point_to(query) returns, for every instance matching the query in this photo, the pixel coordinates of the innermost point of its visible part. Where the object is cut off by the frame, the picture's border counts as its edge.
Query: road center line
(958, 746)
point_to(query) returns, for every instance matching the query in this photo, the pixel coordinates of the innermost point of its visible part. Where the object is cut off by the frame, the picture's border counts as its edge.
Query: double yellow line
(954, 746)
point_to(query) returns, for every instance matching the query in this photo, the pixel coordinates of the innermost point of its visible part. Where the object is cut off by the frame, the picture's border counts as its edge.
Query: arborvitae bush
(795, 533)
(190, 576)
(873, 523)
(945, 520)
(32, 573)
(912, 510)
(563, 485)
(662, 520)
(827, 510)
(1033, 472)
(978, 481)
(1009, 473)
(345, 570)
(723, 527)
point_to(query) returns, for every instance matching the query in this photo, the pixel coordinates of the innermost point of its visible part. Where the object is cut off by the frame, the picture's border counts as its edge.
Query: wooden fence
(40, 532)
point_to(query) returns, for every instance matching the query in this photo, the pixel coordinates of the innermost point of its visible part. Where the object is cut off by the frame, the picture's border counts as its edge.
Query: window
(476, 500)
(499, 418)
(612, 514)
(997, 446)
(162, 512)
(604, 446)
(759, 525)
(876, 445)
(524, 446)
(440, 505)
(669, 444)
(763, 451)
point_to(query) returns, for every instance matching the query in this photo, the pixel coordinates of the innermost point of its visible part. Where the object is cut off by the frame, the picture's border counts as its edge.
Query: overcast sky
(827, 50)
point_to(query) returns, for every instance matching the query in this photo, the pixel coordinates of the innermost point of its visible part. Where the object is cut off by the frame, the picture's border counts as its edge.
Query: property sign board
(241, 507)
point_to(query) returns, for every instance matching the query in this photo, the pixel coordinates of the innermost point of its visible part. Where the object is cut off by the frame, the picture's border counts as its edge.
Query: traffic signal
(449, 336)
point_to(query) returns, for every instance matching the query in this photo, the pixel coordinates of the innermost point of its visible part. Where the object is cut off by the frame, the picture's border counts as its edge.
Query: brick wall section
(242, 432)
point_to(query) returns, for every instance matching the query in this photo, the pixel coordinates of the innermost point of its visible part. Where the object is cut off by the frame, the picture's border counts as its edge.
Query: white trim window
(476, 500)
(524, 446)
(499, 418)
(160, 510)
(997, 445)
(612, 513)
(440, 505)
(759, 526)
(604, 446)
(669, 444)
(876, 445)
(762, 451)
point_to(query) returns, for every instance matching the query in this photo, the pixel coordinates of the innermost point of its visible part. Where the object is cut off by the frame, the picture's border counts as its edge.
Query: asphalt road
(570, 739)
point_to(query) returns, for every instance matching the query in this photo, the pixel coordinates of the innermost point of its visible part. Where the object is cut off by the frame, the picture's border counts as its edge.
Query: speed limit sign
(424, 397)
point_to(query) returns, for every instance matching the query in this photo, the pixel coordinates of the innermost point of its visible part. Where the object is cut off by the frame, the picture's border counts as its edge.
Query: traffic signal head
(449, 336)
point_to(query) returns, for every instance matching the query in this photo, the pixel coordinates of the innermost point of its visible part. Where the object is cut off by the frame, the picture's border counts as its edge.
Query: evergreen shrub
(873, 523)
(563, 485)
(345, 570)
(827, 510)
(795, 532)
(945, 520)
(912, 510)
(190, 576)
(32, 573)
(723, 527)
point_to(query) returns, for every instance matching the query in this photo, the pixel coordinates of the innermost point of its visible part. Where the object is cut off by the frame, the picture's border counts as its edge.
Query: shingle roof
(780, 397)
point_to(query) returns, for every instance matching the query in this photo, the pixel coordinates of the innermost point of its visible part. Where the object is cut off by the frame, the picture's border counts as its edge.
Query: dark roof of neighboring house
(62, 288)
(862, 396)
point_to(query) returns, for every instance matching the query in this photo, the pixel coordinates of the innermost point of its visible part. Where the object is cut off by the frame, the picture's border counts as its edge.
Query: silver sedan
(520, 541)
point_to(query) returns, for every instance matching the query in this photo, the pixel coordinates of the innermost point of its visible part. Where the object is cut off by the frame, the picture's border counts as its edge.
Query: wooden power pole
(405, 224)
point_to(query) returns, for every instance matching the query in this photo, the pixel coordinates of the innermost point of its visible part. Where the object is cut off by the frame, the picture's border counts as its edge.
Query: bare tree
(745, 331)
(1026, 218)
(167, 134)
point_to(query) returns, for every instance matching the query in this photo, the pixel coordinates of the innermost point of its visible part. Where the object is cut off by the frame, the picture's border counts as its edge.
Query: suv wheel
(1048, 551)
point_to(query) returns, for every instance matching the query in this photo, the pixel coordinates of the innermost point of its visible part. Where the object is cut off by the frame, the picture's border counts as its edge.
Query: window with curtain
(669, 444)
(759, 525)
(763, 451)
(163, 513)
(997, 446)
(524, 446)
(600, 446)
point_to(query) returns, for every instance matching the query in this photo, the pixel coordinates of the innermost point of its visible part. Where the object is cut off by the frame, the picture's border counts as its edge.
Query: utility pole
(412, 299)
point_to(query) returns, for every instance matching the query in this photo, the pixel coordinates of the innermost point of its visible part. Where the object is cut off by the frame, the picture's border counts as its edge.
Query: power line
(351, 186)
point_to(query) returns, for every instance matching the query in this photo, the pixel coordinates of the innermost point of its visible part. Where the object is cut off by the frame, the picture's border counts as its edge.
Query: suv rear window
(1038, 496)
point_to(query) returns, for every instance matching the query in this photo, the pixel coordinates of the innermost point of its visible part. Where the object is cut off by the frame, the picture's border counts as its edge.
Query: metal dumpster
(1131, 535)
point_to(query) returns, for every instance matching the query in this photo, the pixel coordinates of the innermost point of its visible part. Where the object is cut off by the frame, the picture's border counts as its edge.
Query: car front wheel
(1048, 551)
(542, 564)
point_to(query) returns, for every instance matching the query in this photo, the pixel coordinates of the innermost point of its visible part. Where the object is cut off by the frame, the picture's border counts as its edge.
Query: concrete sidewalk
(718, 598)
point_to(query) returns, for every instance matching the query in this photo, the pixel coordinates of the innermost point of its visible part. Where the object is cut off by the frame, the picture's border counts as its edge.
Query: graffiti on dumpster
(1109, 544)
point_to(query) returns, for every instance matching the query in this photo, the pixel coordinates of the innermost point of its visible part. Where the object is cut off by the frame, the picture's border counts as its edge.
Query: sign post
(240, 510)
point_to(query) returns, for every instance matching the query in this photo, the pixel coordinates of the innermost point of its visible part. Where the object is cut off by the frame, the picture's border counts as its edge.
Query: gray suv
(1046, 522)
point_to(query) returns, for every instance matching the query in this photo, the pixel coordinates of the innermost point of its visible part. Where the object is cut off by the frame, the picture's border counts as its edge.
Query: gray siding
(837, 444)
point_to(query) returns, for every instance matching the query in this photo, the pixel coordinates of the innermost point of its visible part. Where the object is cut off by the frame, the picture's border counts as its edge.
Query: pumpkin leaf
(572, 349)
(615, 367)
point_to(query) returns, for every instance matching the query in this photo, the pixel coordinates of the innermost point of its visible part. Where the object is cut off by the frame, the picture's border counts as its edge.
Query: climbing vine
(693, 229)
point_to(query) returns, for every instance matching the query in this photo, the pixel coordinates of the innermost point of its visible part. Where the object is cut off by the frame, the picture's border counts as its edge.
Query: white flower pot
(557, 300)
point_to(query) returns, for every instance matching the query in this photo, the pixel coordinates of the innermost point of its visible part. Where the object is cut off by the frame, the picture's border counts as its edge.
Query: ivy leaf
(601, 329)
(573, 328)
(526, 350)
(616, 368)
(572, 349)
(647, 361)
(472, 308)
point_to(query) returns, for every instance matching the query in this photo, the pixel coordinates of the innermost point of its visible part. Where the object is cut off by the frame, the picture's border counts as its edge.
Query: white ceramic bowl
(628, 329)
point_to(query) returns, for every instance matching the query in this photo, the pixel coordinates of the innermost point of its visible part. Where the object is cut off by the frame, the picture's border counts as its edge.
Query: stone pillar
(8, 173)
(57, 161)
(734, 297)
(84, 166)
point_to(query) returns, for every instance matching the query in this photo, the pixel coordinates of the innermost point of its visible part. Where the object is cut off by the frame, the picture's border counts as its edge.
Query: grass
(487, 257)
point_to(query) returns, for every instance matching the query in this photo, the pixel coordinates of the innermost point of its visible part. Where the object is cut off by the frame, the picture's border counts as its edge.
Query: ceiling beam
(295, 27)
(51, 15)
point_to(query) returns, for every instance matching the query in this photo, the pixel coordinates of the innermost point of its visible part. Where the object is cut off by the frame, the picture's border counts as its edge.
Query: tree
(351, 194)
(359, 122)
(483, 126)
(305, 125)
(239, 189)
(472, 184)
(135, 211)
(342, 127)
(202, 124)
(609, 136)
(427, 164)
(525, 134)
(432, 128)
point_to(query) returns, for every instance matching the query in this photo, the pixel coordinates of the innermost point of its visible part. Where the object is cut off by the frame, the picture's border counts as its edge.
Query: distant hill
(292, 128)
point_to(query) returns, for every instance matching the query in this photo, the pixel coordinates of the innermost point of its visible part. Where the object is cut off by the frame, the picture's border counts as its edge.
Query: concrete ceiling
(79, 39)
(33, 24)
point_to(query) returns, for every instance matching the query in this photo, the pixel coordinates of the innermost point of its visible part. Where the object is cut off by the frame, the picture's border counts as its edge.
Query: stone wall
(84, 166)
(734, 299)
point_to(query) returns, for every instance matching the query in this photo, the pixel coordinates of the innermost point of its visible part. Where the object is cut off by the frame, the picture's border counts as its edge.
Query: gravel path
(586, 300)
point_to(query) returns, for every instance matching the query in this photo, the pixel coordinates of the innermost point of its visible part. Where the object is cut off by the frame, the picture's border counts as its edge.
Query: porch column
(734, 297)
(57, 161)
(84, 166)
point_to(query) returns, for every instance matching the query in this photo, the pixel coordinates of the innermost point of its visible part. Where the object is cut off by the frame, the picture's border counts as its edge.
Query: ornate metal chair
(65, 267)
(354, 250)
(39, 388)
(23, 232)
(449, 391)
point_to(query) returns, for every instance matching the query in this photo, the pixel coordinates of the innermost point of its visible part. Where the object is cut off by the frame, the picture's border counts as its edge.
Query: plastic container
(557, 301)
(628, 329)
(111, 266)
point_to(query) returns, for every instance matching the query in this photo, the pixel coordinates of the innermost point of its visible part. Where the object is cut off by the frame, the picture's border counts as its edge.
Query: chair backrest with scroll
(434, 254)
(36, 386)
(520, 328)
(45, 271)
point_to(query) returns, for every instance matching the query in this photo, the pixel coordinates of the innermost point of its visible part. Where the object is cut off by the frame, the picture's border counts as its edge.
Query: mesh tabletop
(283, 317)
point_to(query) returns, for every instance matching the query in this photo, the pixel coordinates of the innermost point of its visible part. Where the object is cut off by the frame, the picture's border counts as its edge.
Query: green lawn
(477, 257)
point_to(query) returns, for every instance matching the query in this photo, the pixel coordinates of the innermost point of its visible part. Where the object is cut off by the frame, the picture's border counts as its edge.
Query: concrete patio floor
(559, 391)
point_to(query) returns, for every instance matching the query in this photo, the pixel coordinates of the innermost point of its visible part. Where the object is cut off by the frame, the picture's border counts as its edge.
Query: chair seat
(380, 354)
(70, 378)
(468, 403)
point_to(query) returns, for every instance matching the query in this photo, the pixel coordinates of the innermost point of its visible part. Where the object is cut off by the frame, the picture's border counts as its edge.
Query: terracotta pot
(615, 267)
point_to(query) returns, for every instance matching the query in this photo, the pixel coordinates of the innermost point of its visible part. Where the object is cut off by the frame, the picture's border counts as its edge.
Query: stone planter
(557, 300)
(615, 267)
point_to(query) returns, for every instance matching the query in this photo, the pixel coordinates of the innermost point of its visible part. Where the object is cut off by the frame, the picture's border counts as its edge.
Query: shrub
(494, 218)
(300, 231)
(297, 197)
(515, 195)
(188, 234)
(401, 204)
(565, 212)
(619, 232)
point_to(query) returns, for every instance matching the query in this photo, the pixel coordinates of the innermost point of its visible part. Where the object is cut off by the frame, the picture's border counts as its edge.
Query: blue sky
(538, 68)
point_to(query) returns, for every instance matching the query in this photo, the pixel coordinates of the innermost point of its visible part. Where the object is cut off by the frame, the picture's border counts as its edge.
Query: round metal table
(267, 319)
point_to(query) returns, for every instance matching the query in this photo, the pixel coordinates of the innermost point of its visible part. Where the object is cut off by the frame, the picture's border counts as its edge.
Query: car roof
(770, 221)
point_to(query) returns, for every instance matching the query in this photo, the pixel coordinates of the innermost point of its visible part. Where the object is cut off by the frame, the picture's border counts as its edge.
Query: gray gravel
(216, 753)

· · · · ·

:: What the exercise asks ::
Return every line of the listing above that contains the string "stone". Case counts.

:: Solution ::
Query: stone pillar
Query: stone wall
Query: stone planter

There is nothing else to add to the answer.